## [Task goal]
Pick every line from the data below that contains the string "building" and copy it.

## [Records shown]
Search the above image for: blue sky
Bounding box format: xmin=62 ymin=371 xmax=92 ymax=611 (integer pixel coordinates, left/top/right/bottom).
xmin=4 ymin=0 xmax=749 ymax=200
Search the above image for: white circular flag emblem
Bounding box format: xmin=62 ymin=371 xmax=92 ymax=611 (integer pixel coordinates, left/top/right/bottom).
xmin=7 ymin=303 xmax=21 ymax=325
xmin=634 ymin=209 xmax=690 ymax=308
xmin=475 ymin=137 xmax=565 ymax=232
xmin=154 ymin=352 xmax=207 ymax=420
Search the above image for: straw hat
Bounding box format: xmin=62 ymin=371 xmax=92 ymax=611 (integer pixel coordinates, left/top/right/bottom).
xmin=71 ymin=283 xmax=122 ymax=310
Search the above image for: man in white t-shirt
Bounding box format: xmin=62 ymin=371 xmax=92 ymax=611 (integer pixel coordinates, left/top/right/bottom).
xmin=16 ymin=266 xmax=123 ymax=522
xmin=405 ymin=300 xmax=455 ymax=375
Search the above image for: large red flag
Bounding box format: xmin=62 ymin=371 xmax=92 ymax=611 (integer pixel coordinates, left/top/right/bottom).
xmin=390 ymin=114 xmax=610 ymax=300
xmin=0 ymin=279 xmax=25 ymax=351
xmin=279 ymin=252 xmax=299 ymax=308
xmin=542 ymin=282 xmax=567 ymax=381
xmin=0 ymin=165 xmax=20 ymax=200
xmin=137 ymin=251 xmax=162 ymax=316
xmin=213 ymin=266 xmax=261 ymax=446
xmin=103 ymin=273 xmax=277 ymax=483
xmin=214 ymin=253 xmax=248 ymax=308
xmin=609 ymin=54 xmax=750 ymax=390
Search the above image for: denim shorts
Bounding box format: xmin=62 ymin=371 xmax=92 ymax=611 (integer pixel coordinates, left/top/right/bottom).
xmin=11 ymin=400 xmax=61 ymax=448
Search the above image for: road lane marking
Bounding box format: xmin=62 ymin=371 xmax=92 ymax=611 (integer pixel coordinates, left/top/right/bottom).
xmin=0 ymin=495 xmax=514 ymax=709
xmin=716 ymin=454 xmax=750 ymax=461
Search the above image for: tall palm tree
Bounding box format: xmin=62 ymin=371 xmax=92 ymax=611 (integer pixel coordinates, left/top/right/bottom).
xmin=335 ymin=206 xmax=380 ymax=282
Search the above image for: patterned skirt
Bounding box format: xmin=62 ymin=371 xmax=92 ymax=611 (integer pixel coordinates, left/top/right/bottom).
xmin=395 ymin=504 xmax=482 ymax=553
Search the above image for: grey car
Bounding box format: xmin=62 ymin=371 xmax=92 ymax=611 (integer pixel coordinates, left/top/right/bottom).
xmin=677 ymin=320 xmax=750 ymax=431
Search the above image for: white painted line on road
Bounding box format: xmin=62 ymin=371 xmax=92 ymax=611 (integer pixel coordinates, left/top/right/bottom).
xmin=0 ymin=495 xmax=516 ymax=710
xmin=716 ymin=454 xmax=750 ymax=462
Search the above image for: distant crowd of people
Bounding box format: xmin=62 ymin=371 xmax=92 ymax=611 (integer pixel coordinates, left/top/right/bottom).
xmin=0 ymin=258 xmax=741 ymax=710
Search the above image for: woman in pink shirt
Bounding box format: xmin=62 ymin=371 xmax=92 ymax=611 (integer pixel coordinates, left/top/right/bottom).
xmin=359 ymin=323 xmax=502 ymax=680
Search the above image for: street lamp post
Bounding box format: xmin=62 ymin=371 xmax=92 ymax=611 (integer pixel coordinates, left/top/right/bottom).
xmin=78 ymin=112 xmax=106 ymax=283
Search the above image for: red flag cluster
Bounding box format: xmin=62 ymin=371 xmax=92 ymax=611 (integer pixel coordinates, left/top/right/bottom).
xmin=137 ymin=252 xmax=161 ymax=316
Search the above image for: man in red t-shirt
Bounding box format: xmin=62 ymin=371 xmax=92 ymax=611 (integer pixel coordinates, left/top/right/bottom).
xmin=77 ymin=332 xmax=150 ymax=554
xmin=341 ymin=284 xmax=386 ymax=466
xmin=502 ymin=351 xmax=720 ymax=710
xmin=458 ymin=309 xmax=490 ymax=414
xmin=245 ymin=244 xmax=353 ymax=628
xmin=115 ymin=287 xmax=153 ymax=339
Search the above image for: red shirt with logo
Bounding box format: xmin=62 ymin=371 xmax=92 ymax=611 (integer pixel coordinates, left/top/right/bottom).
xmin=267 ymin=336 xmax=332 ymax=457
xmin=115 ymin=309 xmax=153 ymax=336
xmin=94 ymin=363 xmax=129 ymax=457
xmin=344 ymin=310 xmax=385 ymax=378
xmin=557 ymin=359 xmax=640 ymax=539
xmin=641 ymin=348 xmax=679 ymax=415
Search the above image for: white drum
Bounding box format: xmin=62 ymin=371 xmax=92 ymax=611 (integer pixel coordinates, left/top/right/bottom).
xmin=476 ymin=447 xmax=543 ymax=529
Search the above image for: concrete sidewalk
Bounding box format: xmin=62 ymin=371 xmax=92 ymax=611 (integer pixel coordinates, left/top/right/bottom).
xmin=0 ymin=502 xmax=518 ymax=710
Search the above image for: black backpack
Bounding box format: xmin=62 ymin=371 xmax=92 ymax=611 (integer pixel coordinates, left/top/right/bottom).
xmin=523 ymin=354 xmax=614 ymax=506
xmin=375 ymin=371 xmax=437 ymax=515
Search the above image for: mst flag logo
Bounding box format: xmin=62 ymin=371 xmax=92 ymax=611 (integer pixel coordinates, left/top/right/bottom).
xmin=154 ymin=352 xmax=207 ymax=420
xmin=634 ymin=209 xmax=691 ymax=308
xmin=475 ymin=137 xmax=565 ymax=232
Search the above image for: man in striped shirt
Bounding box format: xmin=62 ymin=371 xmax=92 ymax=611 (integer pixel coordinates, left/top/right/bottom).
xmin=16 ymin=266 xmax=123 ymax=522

==

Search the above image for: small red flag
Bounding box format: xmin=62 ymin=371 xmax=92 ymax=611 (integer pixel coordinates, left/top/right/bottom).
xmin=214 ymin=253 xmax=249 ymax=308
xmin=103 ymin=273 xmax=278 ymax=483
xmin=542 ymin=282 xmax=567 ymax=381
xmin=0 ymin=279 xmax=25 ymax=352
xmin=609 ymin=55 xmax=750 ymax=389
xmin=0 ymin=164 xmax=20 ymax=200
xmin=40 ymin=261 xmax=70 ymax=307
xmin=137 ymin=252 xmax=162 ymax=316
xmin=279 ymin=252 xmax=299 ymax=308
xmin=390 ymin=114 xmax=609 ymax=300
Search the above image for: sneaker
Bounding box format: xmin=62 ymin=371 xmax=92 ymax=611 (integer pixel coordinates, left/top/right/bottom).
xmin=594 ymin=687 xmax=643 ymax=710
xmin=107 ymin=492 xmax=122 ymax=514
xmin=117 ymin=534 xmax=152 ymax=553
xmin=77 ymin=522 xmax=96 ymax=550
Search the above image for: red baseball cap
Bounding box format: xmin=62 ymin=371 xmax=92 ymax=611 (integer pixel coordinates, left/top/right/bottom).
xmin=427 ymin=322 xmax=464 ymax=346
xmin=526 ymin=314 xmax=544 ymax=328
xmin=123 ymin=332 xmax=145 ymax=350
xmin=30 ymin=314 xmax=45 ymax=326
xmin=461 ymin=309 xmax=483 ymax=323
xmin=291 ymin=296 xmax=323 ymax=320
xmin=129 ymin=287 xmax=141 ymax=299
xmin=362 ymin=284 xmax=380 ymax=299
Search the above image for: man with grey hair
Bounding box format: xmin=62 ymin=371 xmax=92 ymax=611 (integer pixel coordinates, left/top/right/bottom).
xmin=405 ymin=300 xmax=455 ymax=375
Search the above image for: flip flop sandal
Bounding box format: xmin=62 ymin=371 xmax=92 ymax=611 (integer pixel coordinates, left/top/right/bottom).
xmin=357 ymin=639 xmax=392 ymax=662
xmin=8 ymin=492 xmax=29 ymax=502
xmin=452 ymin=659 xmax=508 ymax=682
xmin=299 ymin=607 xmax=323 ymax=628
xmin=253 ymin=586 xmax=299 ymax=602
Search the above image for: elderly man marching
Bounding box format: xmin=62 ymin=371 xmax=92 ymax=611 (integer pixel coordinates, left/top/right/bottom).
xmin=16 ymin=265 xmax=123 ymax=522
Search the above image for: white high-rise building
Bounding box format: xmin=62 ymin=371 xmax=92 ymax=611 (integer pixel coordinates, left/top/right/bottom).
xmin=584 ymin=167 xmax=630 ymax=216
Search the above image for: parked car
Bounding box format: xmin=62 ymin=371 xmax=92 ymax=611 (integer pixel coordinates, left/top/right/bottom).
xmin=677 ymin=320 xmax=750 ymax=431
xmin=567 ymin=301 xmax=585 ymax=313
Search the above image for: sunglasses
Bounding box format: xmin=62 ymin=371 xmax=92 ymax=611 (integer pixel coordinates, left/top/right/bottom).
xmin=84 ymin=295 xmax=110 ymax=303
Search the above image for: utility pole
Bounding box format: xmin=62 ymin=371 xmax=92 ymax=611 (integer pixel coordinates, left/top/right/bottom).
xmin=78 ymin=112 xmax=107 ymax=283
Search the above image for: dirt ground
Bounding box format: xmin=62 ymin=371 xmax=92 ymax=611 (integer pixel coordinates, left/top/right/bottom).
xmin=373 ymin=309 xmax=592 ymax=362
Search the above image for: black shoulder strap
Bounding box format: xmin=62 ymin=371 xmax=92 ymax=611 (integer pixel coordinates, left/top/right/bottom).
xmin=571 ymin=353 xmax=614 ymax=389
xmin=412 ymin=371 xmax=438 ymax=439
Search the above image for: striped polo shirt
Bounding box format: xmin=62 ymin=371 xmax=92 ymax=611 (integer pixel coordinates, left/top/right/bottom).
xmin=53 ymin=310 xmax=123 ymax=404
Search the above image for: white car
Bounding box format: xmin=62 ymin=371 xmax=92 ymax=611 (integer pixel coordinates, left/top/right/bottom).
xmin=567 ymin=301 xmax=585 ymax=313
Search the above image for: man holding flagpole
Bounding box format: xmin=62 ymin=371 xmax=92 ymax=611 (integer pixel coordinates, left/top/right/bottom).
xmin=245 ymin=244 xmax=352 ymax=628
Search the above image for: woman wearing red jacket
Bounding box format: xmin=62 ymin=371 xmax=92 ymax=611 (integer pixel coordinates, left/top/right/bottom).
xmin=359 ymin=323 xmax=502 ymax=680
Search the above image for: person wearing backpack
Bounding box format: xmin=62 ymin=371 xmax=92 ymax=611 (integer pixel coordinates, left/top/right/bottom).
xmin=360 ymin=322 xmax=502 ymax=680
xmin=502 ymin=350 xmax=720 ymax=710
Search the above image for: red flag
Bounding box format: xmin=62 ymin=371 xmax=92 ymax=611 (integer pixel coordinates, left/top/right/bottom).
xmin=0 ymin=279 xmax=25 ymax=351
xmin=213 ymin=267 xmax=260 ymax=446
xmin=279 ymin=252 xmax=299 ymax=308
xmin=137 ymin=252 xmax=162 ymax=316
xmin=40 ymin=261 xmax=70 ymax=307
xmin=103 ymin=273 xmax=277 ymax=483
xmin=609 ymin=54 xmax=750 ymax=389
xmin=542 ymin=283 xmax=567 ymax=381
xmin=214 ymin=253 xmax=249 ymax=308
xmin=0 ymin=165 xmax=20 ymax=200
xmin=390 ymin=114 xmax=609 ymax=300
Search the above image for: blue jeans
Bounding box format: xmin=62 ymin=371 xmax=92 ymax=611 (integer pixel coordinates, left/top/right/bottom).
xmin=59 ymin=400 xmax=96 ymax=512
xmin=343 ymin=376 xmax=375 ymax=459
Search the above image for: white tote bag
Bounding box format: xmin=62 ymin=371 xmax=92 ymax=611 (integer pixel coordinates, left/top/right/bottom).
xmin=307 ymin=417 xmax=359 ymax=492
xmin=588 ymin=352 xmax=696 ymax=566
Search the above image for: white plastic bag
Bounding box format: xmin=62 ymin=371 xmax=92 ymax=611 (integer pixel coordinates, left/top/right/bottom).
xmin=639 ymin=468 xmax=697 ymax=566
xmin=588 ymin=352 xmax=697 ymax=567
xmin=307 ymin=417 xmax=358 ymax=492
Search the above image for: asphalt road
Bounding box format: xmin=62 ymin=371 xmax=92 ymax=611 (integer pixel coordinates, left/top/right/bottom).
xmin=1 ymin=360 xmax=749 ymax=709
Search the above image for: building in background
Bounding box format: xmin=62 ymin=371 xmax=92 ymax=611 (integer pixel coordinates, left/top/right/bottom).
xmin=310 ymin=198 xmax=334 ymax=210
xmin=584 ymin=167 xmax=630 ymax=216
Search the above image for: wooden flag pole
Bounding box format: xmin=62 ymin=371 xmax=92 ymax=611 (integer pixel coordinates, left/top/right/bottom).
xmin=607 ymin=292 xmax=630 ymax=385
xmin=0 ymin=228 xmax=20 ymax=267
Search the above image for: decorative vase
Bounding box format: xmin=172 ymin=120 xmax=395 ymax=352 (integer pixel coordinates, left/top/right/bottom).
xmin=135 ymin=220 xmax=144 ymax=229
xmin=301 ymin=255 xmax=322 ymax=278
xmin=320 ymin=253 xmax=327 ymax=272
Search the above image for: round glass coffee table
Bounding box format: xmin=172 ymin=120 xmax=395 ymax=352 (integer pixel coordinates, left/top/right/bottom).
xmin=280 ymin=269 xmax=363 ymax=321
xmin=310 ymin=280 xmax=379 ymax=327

## [Reply]
Search the above image for: white high-rise building
Search the above image for: building in background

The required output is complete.